EXERCISE SET:
a - Return the part of the Source text from "She comes to" to "they are laminated.", copied exactly.
b - In the Source text, what does the waiter place beside the second martini?
c - List every personal first name that appears in the Source text.

SOURCE TEXT:
The Debt Bitch is in no mood for dalliances.  I don't blame her, we could be here all day.

"Yeah, let's go to the Peninsula."  Again with the Peninsula, I think to myself.  Laura is always taking me there.  I suppose that's not a bad thing.  It's a nice enough spot, pleasant seating and makes for nice conversation.

The four of us are sitting, just after the drinks have arrived and The Debt Bitch has asked for a larger martini.  The waiter just brings another martini and puts the still half-full shaker on the table next to it the second time.

Sam has put a stack of documents from other funds on the smallish table and Laura reaches over and grabs them when the drinks come.  This strikes me as rude, after all, are we supposed to know what other funds our limited is pondering?  Sam looks about ready to protest but Laura has him wrapped around her pinky toe and instead he just sits watching her, helplessly, with his mouth slightly ajar while Laura shamelessly peruses them, chuckling occasionally as if to say "Ha!  You are investing with them?"

She comes to a few colorful leave behinds and holds them up for us all to see.  They are from a fund with a rather elemental name that astute Going Private readers certainly would recognize.  But that's not what is amusing.  What is amusing is that they are laminated.

Everyone looks at her before Fitz chimes in.

"Yeah... that... it is... sort of... well... unusual... that they would be laminated."

Laura laughs out loud.  "You dolts.  You don't get the subtext?" Everyone looks dumbfounded.  I do my best to just look impassive and cover myself by starting to sip my drink.

"You are supposed to be so enthralled by the documents and so enraptured by all the money you are going to make that you can't help but drool and ejaculate all over the paper right on the spot, and then how are you going to give it to the investment committee with your 'recommendation,' so to speak?"

DATASET EXCERPT:

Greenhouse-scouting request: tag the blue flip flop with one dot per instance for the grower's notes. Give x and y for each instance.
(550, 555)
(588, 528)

ANSWERS GIVEN:
a -
She comes to a few colorful leave behinds and holds them up for us all to see.  They are from a fund with a rather elemental name that astute Going Private readers certainly would recognize.  But that's not what is amusing.  What is amusing is that they are laminated.

b - The still half-full shaker.

c - Laura, Sam, Fitz